[Exercise details] Return everything from the start of the data down to the line containing "box: [354, 497, 380, 597]", both ends included, copied character for character and without the pictures.
-- Extracted information follows --
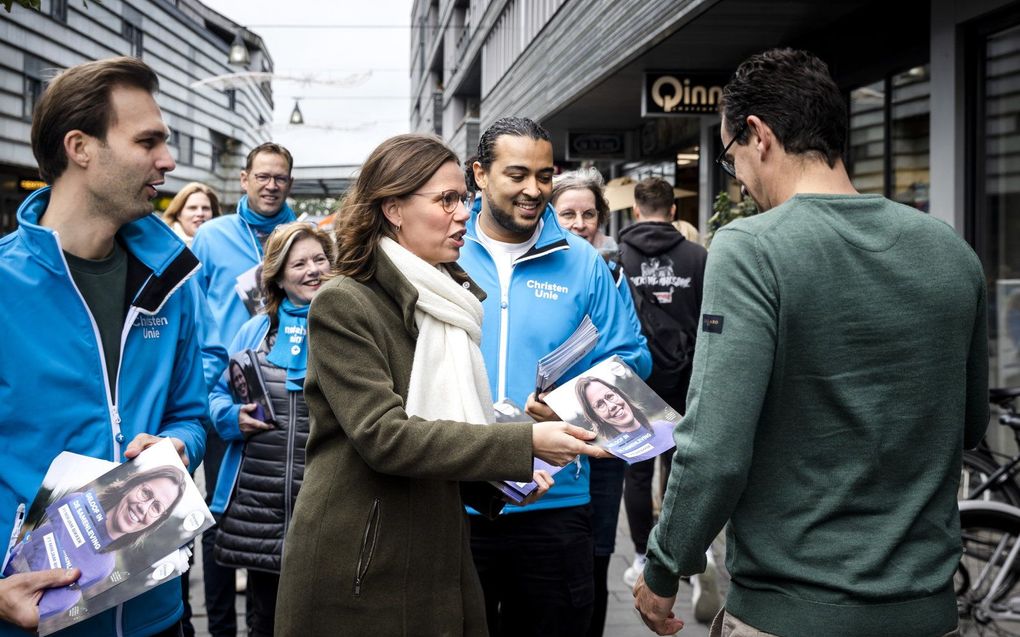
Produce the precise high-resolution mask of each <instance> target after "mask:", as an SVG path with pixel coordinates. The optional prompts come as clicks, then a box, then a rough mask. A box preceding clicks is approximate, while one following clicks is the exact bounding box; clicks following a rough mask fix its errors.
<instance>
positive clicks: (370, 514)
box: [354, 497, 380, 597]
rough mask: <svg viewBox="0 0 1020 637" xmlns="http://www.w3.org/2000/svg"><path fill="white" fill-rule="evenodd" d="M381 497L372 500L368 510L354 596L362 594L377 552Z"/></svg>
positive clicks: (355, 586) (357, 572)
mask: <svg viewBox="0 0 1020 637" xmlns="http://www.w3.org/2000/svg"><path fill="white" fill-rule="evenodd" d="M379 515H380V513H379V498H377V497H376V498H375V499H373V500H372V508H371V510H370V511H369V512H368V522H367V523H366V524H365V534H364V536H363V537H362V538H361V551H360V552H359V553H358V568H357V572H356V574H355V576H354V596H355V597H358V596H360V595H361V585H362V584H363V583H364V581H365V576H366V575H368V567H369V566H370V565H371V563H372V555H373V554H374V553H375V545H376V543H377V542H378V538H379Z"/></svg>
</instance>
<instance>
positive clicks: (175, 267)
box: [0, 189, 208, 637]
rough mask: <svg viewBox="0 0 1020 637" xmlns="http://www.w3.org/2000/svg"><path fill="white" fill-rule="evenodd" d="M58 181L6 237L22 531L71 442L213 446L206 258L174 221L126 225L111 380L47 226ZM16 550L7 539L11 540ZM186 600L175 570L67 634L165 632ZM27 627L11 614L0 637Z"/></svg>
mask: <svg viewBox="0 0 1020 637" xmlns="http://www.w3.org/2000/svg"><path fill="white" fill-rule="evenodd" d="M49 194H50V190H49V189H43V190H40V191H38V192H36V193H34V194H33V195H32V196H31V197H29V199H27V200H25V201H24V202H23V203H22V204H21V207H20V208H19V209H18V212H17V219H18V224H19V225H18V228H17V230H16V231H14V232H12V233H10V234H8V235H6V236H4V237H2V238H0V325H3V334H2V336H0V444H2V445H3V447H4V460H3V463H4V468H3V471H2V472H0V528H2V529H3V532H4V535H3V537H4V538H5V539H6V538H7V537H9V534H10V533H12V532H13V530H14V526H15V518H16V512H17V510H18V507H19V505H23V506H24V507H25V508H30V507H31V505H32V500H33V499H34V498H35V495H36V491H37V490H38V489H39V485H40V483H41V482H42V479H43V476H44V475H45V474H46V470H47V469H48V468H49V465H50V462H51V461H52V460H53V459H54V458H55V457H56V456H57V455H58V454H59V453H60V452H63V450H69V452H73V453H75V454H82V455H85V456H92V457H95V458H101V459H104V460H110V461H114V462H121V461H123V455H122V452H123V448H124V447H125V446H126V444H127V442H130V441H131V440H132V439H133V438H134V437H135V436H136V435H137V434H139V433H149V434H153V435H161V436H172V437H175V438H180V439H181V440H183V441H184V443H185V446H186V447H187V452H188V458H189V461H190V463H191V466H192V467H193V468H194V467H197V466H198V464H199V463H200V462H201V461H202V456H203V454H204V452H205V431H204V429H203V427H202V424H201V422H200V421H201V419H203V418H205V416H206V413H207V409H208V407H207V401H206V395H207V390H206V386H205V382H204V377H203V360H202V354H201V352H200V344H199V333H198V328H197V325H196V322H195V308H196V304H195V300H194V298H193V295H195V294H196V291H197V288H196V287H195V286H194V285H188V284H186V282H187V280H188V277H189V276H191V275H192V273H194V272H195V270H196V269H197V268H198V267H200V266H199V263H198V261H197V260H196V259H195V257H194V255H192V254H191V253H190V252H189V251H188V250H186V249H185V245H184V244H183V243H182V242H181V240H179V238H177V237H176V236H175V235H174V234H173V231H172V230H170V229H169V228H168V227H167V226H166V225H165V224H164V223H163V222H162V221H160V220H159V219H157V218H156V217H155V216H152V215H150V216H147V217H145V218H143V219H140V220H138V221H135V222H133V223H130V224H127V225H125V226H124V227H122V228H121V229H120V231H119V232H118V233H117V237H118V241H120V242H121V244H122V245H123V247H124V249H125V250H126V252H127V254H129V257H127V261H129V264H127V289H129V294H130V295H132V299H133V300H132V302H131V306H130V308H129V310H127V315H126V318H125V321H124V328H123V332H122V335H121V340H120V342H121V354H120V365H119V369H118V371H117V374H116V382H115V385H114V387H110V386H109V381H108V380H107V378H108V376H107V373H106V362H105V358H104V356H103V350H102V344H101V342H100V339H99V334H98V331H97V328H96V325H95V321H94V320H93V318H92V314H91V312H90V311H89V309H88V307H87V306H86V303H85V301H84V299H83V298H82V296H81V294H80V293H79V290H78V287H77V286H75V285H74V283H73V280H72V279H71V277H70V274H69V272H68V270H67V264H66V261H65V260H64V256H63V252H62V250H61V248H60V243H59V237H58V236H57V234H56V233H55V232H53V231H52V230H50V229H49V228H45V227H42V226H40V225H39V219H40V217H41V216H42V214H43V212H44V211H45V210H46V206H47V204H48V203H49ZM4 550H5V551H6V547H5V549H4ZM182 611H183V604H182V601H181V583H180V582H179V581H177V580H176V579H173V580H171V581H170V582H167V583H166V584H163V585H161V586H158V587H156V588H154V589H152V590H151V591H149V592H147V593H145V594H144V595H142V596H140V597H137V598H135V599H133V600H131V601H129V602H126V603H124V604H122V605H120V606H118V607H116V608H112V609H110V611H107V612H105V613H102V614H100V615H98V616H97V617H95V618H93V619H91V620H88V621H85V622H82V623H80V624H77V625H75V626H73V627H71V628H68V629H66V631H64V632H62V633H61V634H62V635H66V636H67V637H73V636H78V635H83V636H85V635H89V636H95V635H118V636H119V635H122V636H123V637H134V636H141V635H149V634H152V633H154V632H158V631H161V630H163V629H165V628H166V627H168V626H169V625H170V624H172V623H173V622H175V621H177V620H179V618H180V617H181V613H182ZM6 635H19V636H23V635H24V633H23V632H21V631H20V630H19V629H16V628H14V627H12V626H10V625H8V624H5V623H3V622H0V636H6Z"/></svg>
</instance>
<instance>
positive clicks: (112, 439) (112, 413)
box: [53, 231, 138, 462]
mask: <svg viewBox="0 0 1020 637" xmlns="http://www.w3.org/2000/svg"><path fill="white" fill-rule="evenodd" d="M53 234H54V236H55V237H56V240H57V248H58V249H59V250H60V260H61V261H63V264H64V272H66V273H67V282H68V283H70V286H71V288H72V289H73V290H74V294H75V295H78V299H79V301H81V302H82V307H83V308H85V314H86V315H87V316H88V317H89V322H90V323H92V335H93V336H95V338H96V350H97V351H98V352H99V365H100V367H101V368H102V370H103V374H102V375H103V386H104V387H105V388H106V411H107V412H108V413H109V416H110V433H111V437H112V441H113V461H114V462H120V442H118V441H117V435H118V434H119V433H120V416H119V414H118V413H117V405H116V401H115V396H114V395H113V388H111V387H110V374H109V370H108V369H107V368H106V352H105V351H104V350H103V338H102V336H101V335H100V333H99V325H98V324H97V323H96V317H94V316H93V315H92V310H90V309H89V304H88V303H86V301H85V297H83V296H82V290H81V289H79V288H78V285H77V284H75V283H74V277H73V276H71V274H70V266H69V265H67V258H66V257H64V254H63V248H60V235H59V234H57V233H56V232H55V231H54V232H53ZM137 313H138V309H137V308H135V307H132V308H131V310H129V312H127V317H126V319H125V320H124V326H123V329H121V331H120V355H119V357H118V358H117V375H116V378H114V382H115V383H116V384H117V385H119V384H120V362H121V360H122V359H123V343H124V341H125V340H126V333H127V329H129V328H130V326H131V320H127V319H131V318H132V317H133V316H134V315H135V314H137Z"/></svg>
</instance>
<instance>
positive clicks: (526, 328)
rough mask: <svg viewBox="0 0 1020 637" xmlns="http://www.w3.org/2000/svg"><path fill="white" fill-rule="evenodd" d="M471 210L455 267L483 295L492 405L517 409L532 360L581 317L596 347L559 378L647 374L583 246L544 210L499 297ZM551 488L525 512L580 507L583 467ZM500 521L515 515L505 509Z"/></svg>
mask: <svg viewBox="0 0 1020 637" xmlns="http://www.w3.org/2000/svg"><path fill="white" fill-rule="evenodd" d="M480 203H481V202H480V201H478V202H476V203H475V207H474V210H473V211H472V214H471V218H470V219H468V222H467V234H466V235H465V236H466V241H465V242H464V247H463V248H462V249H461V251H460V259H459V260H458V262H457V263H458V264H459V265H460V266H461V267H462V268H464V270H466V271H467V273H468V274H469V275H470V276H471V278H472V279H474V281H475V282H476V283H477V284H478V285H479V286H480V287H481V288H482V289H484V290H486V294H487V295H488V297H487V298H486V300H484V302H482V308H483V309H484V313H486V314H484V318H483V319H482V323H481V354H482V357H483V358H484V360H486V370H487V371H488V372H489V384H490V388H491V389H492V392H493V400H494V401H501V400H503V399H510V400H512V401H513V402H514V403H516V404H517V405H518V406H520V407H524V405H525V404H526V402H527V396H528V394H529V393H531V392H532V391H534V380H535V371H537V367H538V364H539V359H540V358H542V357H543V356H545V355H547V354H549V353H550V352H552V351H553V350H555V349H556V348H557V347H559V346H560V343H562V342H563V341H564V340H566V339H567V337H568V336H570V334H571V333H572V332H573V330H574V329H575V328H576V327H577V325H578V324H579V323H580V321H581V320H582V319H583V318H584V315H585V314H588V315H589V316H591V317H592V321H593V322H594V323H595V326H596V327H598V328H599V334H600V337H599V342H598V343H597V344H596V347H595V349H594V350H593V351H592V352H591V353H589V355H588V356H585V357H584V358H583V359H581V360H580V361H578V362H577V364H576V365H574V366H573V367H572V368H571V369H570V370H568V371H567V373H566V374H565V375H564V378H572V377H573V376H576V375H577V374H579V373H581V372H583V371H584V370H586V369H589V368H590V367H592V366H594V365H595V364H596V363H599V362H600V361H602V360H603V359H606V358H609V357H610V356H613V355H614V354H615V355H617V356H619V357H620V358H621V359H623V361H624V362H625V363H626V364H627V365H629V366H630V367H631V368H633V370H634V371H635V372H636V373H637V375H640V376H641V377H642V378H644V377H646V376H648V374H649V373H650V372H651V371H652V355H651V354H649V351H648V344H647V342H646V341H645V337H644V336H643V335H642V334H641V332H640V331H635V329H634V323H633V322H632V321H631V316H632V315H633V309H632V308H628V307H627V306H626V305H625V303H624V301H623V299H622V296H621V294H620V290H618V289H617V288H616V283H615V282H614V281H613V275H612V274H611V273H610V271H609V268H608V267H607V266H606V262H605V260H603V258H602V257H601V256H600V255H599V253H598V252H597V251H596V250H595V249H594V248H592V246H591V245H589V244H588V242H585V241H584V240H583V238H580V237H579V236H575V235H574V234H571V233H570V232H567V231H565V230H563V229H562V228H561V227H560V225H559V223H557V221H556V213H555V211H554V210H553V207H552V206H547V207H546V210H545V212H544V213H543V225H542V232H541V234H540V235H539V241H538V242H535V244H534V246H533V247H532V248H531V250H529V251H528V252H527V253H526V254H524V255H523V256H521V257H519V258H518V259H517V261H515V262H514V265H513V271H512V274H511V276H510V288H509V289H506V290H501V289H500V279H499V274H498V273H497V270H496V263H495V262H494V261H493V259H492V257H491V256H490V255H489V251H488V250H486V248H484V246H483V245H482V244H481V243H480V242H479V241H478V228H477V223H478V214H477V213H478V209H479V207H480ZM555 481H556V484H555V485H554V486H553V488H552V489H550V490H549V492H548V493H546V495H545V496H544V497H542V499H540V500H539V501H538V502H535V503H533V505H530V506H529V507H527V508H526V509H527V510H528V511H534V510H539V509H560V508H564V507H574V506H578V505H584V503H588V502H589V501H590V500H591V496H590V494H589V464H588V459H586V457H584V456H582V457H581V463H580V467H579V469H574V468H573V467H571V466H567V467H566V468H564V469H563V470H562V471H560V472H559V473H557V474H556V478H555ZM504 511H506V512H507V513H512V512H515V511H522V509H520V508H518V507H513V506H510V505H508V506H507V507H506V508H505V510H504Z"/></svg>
-- Extracted information concluded --
[Response to the task]
Produce the precise high-resolution mask of each <instance> target after "mask:", as an SVG path with pixel coordinates. The optional prompts come as clicks, then a box, then a rough mask. A box preceding clicks is approximate, while one following clicks is the exact bounding box; clicks following a rough mask fix its errors.
<instance>
positive clicks: (370, 514)
box: [354, 497, 380, 597]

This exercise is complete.